→ Goals:
1. In the timeshare thread, write out the passage starting at "## learnalot (Jul" and ending at "a couple times.".
2. Answer these questions from the timeshare thread:
(a) At which property did rrlongwell buy a contract that had a right of first refusal?
(b) For how many days would Wyndham attempt to sell a listing under the resale program described in the sales pitch?
(c) According to learnalot, what kind of system holds the reservation platform that Wyndham staff use?
3. Carry the timeshare thread forward from the point where it stops.

Not just a rumor, I bought at Towers on the Grove and it had a provision for right of first refusal.  This is not what is being described above.  I have sat though one sales pitch that if I bought an additional timeshare, then when the Wyndham re-sale program became operational, I would have the right to give them the listing and they would attempt to sell it for 90 days.


----------



## timeos2 (Jul 2, 2011)

rrlongwell said:


> Not just a rumor, I bought at Towers on the Grove and it had a provision for right of first refusal.  This is not what is being described above.  I have sat though one sales pitch that if I bought an additional timeshare, then when the Wyndham re-sale program became operational, I would have the right to give them the listing and they would attempt to sell it for 90 days.



You do realize ROFR has no value to you the seller or the buyer, correct? If it was even applied - which is unlikely they ever would - the only benefit possible is to Wyndham.  It is being used as yet another way to confuse buyers and act like a negative is a benefit.


----------



## rrlongwell (Jul 2, 2011)

timeos2 said:


> You do realize ROFR has no value to you the seller or the buyer, correct? If it was even applied - which is unlikely they ever would - the only benefit possible is to Wyndham.  It is being used as yet another way to confuse buyers and act like a negative is a benefit.



I know, it was a small point contract.  I think these are a major negative to the existing owner.  The ower finds the buyer that sets the price (currently very very low if not negative) then Wyndham decides if they want it at that price or not.


----------



## learnalot (Jul 3, 2011)

ronparise said:


> No question about that. I dont know about the computer.
> 
> My first thought is a question...If the computer can do it, why cant I make the ARP reservation on my computer? Why do I have to call with my arp reservation request?
> 
> For my purposes I think the question about how many units are in one program or another is academic. It might make a difference if I wanted to reserve 20 or 30 units for one special date. But if that was the case Id be buying points based at the resort *and* Club Access points..If all I want is 2 or 3. I bet a call at 8am on the right day would work either way



To your first question - why do you have to call in - they don't use the same reservation platform we use.  They are in a mainframe.  I've seen it a couple times.

→ Raw data:
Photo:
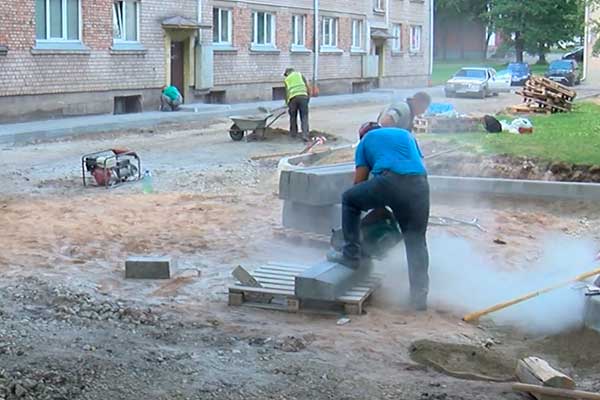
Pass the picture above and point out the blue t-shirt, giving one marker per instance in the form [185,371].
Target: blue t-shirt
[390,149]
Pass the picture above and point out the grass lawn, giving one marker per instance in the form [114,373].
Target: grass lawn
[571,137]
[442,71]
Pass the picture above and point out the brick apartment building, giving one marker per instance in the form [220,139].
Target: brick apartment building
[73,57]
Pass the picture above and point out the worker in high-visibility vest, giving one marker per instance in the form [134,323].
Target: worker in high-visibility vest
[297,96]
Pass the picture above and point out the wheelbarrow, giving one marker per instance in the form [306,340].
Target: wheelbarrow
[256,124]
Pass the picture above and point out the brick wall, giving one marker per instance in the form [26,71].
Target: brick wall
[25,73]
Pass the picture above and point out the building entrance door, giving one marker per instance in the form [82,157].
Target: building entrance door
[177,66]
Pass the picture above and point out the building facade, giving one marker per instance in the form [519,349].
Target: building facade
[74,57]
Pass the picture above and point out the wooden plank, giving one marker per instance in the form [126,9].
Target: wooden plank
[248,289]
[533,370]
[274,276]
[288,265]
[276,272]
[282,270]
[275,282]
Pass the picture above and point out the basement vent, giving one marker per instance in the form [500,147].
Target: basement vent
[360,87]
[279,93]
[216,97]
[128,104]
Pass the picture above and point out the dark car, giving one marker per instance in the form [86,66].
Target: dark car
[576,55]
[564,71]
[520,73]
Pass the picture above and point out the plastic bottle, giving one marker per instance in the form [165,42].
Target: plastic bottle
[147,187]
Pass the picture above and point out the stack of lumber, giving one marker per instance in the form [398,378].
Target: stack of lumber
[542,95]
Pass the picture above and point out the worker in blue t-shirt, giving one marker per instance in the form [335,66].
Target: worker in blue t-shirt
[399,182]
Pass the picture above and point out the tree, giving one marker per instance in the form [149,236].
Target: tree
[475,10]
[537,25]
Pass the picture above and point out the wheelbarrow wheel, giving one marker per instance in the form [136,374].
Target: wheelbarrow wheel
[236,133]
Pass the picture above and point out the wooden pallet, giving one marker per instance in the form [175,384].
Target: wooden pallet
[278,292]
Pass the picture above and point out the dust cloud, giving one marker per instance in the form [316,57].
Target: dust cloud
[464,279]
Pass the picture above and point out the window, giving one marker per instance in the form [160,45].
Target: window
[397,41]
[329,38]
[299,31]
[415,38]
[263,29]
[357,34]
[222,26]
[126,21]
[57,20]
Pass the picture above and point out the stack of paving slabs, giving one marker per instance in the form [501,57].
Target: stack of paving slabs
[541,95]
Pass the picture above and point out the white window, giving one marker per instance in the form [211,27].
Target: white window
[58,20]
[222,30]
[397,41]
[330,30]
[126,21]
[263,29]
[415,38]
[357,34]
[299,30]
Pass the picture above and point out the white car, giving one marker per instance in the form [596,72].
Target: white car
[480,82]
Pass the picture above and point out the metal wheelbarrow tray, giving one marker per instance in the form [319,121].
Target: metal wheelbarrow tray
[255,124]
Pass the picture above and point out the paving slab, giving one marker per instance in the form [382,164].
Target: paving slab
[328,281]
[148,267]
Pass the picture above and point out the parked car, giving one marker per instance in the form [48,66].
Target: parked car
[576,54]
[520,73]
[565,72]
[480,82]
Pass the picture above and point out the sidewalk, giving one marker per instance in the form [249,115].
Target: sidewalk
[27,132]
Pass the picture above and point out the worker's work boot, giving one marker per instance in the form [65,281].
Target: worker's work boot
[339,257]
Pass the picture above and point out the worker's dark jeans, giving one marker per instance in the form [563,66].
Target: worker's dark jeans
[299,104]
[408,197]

→ Solved problems:
1.
## learnalot (Jul 3, 2011)

ronparise said:


> No question about that. I dont know about the computer.
> 
> My first thought is a question...If the computer can do it, why cant I make the ARP reservation on my computer? Why do I have to call with my arp reservation request?
> 
> For my purposes I think the question about how many units are in one program or another is academic. It might make a difference if I wanted to reserve 20 or 30 units for one special date. But if that was the case Id be buying points based at the resort *and* Club Access points..If all I want is 2 or 3. I bet a call at 8am on the right day would work either way



To your first question - why do you have to call in - they don't use the same reservation platform we use.  They are in a mainframe.  I've seen it a couple times.

2.
(a) Towers on the Grove
(b) 90 days
(c) A mainframe

3.
As to the second issue, here's what I was thinking this morning...when they told you that it's the same inventory - I think, in a way, they are right but also misguided and/or misguiding.   Because, with the probably exception of fixed week, the inventory itself (actual units) are not restricted or segregated.  The units themselves couldn't be restricted in that way because of the flexibility we have in unit size.  An example:  If I have 400K points UDI at a particular resort, I might be able to book 3 1BR deluxe units, 2 2BR deluxe units, or a 4BR Presidential (not Presidential Reserve).  Given that, they can't really segregate or restrict the actual units - only one's ability to use their points to book or not book them based on whether the request exceeds one's ARP available at that resort.  And, in the case of Club Wyndham Access, "one's" ARP available for that resort, actually means "Club's" ARP available for that resort.  Follow?


----------



## ronparise (Jul 3, 2011)

learnalot

I follow your argument, I understand the way the rues are written today. But I do see the logic for another set of rules (ie a udi deed is a udi deed and just because one is in one trust, and the other is in another, doesnt mean they have to erect a wall between them (the wall isnt there during the standard reservation window.)

Right now I suspect that at any particular resort there are less points allocated to the Club Wyndham access trust than to the other one But as time goes on I think Wyndham will be selling more and more Club access stuff. And if our assumptions are correct, foreclosures and deed backs will be dumped in the Access Trust. I see the possibility of the advantage if there is one, shifting from the one to the other 

I just spoke to a salesman at Wyndham...And yes his lips were moving, so I know he was lying about something. But what he told me was consistent with what the person at the reservations desk told me last week. And that is: a Club Wyndham Access owner  and an owner of a UDI, have exactly the same inventory available to them when making an ARP reservation. He couldnt explain and just dismissed the line in the directory (pg 311) that says ARP availability is limited by ..."the amount of inventory in ClubWyndham Access at each ClubWyndham Access resort location" . He also said that they sell out of both trusts at his resort

So as I said:  I understand what the book says, and I understand why it says it. What I want to know is, as a practical matter, how is it implemented. and the related selfish questions: What does it mean to me? and for my purposes does it matter which trust I buy into.

Next week I start calling owner relations


----------



## learnalot (Jul 3, 2011)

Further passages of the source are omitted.